-- Work instructions --
1/ Would you repeat, word for word, the part of the PyPy garbage collection thread starting with "Mon Mar 17 08:21:25" and going on through "profiling or valgrind?"?
2/ Can you go on with the PyPy garbage collection thread, picking up right after its last line?

____ Text extract

[pypy-dev] Pypy garbage collection

Mon Mar 17 08:21:25 CET 2014

there is an environment variable PYPYLOG=gc:- (where - is stdout)
which will do that for you btw.

maybe you can find out what's that using profiling or valgrind?

On Sun, Mar 16, 2014 at 11:34 PM, Martin Koch <mak at issuu.com> wrote:
> I have tried getting the pypy source and building my own version of pypy. I
> have modified rpython/memory/gc/incminimark.py:major_collection_step() to
> print out when it starts and when it stops. Apparently, the slow queries do
> NOT occur during major_collection_step; at least, I have not observed major
> step output during a query execution. So, apparently, something else is
> blocking. This could be another aspect of the GC, but it could also be
> anything else.
>
> Just to be sure, I have tried running the same application in python with
> garbage collection disabled. I don't see the problem there, so it is somehow
> related to either GC or the runtime somehow.

________
____ Information shown

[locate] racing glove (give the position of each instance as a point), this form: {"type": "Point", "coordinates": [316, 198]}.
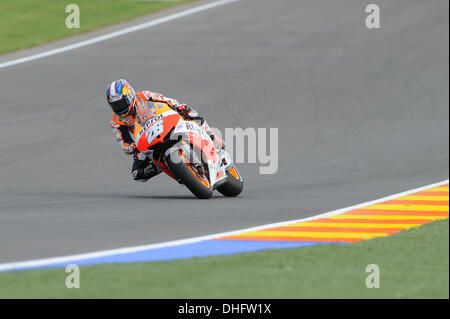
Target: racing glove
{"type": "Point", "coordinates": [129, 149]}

________
____ Information shown

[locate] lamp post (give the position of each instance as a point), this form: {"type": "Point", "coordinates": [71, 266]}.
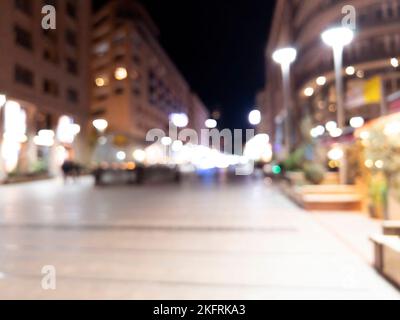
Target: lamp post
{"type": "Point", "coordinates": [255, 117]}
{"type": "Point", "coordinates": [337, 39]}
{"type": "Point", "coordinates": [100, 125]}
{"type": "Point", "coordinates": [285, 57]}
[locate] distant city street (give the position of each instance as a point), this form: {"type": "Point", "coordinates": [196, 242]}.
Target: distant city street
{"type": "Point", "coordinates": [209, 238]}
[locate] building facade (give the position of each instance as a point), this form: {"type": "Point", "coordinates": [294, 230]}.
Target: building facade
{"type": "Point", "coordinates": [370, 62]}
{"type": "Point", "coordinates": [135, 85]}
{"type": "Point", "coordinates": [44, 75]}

________
____ Information shown

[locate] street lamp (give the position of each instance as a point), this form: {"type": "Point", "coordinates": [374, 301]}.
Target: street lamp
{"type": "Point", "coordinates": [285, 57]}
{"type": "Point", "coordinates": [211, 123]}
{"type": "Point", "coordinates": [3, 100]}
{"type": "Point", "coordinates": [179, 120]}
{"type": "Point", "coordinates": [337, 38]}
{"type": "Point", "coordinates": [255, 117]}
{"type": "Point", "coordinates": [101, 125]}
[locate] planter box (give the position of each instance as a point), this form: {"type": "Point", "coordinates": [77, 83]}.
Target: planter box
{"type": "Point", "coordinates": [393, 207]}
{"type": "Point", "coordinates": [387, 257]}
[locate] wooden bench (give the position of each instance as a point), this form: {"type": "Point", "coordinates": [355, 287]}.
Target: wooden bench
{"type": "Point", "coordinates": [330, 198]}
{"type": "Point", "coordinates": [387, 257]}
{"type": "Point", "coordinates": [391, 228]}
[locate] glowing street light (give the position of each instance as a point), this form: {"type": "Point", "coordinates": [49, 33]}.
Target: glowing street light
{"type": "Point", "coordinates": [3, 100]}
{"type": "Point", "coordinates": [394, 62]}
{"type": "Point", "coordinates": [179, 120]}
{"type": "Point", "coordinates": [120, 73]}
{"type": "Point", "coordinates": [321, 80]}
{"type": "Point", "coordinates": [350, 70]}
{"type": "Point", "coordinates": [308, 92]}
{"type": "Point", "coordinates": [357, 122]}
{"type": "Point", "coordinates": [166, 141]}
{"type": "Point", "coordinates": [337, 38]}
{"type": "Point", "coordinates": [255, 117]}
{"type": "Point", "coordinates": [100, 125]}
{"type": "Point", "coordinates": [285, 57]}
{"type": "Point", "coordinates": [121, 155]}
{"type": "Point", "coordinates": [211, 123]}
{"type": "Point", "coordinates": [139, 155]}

________

-- Answer set --
1/
Mon Mar 17 08:21:25 CET 2014

there is an environment variable PYPYLOG=gc:- (where - is stdout)
which will do that for you btw.

maybe you can find out what's that using profiling or valgrind?

2/
>
> Cheers,
> /Martin
>
>
> On Fri, Mar 14, 2014 at 4:19 PM, Martin Koch <mak at issuu.com> wrote:
>>
>> We have hacked up a small sample that seems to exhibit the same issue.
>>
>> We basically generate a linked list of objects. To increase connectedness,
>> elements in the list hold references (dummy_links) to 10 randomly chosen
>> previous elements in the list.
>>
>> We then time a function that traverses 50000 elements from the list from a
>> random start point. If the traversal reaches the end of the list, we instead
>> traverse one of the dummy links. Thus, exactly 50K elements are traversed
>> every time. To generate some garbage, we build a list holding the traversed
>> elements and a dummy list of characters.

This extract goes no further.